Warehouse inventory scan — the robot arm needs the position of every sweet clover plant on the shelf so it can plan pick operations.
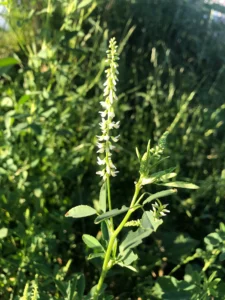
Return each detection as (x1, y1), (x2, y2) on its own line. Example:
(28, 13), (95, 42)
(65, 38), (198, 299)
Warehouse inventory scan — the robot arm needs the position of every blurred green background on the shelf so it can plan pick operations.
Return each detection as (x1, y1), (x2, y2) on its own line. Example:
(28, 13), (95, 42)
(0, 0), (225, 299)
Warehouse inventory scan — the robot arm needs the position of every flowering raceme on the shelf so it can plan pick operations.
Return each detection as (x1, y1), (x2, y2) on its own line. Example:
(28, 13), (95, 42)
(96, 38), (120, 180)
(65, 37), (199, 300)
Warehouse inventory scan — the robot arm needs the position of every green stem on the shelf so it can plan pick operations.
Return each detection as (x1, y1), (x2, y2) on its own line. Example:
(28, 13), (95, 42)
(107, 176), (114, 229)
(93, 180), (141, 300)
(107, 176), (117, 257)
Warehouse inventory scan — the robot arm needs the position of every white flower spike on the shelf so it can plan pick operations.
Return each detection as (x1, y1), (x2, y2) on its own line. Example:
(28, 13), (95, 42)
(96, 38), (119, 180)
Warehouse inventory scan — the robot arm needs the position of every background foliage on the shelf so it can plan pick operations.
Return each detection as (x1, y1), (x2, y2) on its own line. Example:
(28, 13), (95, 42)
(0, 0), (225, 299)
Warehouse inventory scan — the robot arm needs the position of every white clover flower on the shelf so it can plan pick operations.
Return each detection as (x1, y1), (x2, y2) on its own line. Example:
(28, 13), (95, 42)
(96, 38), (120, 181)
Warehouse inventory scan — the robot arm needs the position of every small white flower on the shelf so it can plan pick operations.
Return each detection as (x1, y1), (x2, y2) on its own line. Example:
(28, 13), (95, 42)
(100, 101), (110, 109)
(160, 212), (167, 217)
(113, 121), (120, 129)
(99, 111), (107, 118)
(96, 170), (105, 177)
(97, 148), (105, 153)
(97, 143), (104, 149)
(152, 202), (170, 218)
(111, 170), (119, 177)
(97, 157), (106, 165)
(96, 135), (105, 141)
(108, 111), (115, 118)
(109, 159), (116, 169)
(103, 135), (110, 141)
(111, 135), (120, 142)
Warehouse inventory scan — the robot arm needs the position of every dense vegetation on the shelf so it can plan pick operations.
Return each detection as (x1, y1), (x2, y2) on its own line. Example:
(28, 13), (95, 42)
(0, 0), (225, 299)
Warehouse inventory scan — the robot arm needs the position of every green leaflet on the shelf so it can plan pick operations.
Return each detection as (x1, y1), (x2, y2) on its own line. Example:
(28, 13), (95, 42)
(94, 205), (130, 224)
(65, 205), (96, 218)
(120, 228), (153, 252)
(99, 182), (106, 213)
(0, 57), (20, 67)
(101, 222), (109, 241)
(159, 181), (199, 189)
(118, 248), (138, 266)
(143, 189), (177, 205)
(116, 262), (137, 272)
(142, 167), (176, 185)
(82, 234), (104, 250)
(141, 211), (163, 231)
(88, 253), (105, 260)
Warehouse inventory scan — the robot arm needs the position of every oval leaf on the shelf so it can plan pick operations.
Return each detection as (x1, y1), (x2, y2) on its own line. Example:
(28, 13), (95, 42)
(65, 205), (96, 218)
(82, 234), (104, 250)
(0, 57), (20, 68)
(143, 189), (177, 205)
(159, 181), (199, 189)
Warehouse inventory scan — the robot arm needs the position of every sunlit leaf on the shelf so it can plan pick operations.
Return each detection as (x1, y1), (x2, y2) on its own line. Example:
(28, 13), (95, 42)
(120, 228), (152, 252)
(143, 189), (177, 205)
(117, 262), (137, 272)
(94, 206), (130, 224)
(0, 228), (8, 239)
(13, 122), (28, 132)
(142, 167), (176, 185)
(65, 205), (96, 218)
(0, 57), (20, 67)
(204, 232), (222, 247)
(82, 234), (104, 250)
(78, 0), (92, 9)
(159, 181), (199, 189)
(141, 211), (163, 231)
(118, 248), (138, 266)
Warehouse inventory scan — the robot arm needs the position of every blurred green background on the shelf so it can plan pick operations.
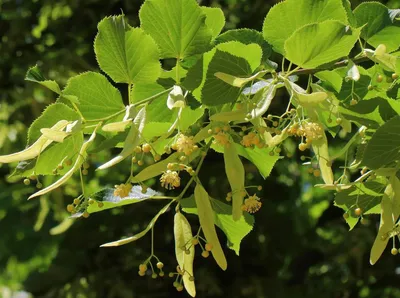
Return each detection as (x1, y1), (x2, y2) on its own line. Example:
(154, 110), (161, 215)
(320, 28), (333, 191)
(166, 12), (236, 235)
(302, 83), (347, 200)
(1, 0), (400, 297)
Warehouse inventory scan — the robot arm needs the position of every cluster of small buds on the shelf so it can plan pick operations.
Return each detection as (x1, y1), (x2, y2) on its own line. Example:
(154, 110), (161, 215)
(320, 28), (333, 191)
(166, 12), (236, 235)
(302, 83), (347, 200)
(183, 235), (211, 259)
(66, 196), (103, 218)
(169, 266), (190, 292)
(82, 161), (90, 175)
(307, 167), (321, 177)
(132, 143), (163, 164)
(241, 194), (262, 213)
(113, 183), (132, 198)
(160, 170), (181, 189)
(171, 134), (198, 156)
(138, 259), (165, 278)
(241, 131), (265, 148)
(23, 175), (43, 189)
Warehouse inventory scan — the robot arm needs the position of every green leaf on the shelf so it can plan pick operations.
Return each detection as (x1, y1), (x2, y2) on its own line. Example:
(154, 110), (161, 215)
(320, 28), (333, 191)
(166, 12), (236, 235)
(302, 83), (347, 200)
(341, 0), (357, 27)
(363, 115), (400, 170)
(174, 212), (196, 297)
(86, 186), (162, 214)
(28, 103), (80, 145)
(101, 200), (174, 247)
(315, 70), (343, 93)
(335, 180), (386, 230)
(335, 66), (370, 102)
(179, 106), (205, 132)
(142, 122), (172, 140)
(186, 41), (262, 106)
(284, 20), (360, 69)
(215, 29), (272, 61)
(139, 0), (212, 59)
(62, 72), (125, 120)
(131, 83), (174, 123)
(194, 183), (227, 270)
(94, 16), (161, 84)
(202, 7), (225, 40)
(263, 0), (348, 54)
(181, 196), (254, 256)
(354, 2), (400, 52)
(25, 65), (61, 94)
(339, 104), (384, 129)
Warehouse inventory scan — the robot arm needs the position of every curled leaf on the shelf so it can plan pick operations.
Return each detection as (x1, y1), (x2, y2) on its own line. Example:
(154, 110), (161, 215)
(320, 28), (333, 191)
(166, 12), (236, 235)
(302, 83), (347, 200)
(174, 213), (196, 297)
(167, 85), (185, 110)
(345, 60), (360, 81)
(194, 183), (227, 270)
(223, 142), (245, 221)
(28, 125), (99, 199)
(248, 82), (280, 120)
(98, 107), (146, 170)
(0, 120), (69, 163)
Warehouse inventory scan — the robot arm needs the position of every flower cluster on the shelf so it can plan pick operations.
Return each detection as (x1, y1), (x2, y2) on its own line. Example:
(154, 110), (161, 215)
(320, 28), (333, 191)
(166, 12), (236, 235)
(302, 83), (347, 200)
(113, 183), (132, 198)
(160, 170), (181, 189)
(300, 122), (324, 141)
(241, 195), (262, 213)
(289, 122), (324, 141)
(241, 132), (261, 148)
(172, 134), (198, 156)
(213, 132), (231, 146)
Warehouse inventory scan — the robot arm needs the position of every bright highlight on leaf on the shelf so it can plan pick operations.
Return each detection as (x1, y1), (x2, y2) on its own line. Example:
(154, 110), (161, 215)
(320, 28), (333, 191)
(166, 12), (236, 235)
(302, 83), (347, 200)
(95, 16), (161, 84)
(263, 0), (348, 54)
(285, 21), (361, 69)
(139, 0), (213, 59)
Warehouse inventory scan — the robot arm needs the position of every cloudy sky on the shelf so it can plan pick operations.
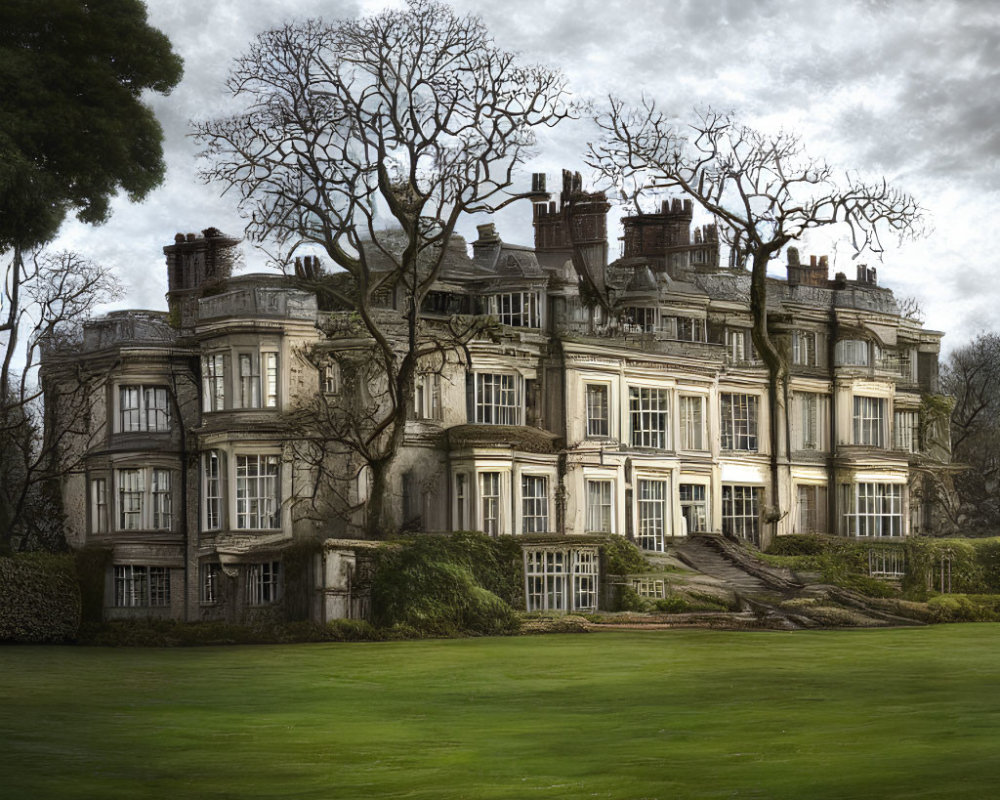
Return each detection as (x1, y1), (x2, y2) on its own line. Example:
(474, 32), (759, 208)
(50, 0), (1000, 353)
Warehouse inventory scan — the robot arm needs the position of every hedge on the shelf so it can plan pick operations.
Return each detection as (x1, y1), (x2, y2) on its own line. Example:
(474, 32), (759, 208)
(0, 553), (81, 642)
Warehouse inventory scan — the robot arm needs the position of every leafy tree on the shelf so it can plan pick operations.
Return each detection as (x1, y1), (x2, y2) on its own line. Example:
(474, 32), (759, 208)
(0, 0), (180, 549)
(195, 0), (572, 536)
(0, 0), (183, 250)
(586, 103), (924, 541)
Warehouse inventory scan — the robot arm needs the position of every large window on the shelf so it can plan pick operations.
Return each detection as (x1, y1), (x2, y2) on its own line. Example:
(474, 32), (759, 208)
(625, 307), (657, 332)
(894, 410), (919, 453)
(674, 316), (705, 342)
(679, 484), (707, 534)
(116, 468), (173, 531)
(853, 396), (886, 447)
(202, 353), (226, 412)
(237, 352), (279, 409)
(118, 385), (170, 432)
(479, 472), (501, 537)
(585, 383), (610, 438)
(835, 339), (870, 367)
(796, 484), (828, 533)
(637, 478), (668, 551)
(794, 392), (827, 451)
(525, 548), (599, 612)
(792, 330), (818, 366)
(472, 373), (521, 425)
(842, 483), (902, 537)
(630, 387), (670, 449)
(721, 393), (759, 451)
(246, 561), (281, 605)
(521, 475), (549, 533)
(114, 565), (171, 608)
(586, 479), (613, 533)
(525, 550), (566, 611)
(203, 451), (222, 531)
(489, 292), (540, 328)
(679, 395), (706, 450)
(722, 485), (762, 543)
(236, 455), (280, 530)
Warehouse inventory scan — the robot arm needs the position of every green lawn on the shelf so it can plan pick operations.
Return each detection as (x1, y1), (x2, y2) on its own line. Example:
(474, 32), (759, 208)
(3, 626), (1000, 799)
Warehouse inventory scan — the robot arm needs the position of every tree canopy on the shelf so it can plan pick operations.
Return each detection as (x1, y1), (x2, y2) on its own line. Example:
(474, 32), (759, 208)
(0, 0), (183, 249)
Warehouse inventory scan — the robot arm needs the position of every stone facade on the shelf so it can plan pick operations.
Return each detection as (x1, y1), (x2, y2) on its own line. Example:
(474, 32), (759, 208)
(43, 172), (949, 621)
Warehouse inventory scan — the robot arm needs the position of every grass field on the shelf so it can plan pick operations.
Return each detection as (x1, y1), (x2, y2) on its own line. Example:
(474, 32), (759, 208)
(2, 626), (1000, 799)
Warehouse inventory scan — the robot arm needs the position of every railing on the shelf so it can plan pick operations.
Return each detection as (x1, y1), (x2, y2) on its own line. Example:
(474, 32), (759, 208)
(556, 321), (727, 360)
(198, 287), (316, 321)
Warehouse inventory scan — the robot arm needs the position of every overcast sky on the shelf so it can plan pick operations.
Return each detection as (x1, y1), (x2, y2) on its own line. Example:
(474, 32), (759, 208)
(50, 0), (1000, 353)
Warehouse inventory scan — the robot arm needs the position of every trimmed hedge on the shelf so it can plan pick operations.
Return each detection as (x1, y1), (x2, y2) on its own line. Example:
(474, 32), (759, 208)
(0, 553), (81, 642)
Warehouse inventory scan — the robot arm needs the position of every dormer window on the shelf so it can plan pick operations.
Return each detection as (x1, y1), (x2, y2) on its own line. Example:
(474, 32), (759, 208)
(625, 307), (657, 333)
(489, 292), (540, 328)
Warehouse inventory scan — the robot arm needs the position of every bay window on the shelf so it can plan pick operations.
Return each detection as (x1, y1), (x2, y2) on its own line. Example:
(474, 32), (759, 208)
(470, 373), (521, 425)
(116, 467), (173, 531)
(202, 353), (226, 412)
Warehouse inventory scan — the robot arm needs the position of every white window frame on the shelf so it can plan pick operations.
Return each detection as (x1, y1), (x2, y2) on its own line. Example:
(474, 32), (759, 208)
(585, 383), (610, 438)
(721, 393), (759, 451)
(722, 484), (762, 543)
(245, 561), (281, 605)
(235, 455), (281, 530)
(585, 479), (614, 533)
(115, 467), (173, 531)
(414, 372), (443, 421)
(679, 483), (708, 534)
(795, 392), (827, 451)
(572, 549), (599, 611)
(117, 385), (171, 433)
(637, 478), (668, 551)
(472, 373), (522, 425)
(630, 387), (670, 450)
(490, 292), (540, 328)
(322, 360), (340, 394)
(91, 477), (109, 534)
(679, 395), (706, 451)
(842, 482), (903, 537)
(479, 472), (501, 537)
(521, 474), (549, 534)
(853, 396), (886, 447)
(114, 565), (171, 608)
(726, 328), (749, 362)
(202, 353), (226, 412)
(203, 451), (223, 531)
(894, 410), (919, 453)
(835, 339), (870, 367)
(792, 330), (818, 366)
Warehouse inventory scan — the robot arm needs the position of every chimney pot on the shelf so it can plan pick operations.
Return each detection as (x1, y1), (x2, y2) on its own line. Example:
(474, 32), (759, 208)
(174, 233), (185, 243)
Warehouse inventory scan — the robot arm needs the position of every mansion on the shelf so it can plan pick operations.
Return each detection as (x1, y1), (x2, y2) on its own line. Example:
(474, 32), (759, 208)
(43, 172), (949, 622)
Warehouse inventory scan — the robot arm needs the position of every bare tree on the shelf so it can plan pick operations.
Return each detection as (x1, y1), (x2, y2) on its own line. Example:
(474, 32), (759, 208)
(195, 0), (572, 536)
(0, 250), (121, 551)
(587, 101), (924, 535)
(942, 333), (1000, 530)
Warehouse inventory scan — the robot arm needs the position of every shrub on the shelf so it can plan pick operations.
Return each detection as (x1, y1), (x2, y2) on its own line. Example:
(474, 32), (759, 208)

■ **EXERCISE PROMPT**
Copy every line of the material above in which the string "green" can be found.

■ **THE ANSWER**
Warehouse inventory scan — the robot arm needs the position of every blurred green background on the shelf so it can plan pick operations.
Warehouse inventory scan — the robot arm needs the position of every green stem on the shelf so it can plan pick operations.
Warehouse inventory scan — the robot arm needs the position of every green leaflet on the shelf so it can plan pick operations.
Warehouse inventory scan — the robot arm needs the position of every blurred green background on the shelf so it can plan pick operations.
Warehouse inventory scan — the robot arm needs the position of every green leaf on the shelf so it can plan pick operations.
Warehouse inventory scan — the robot arm needs the position of every green lawn on the shelf so it can plan pick operations.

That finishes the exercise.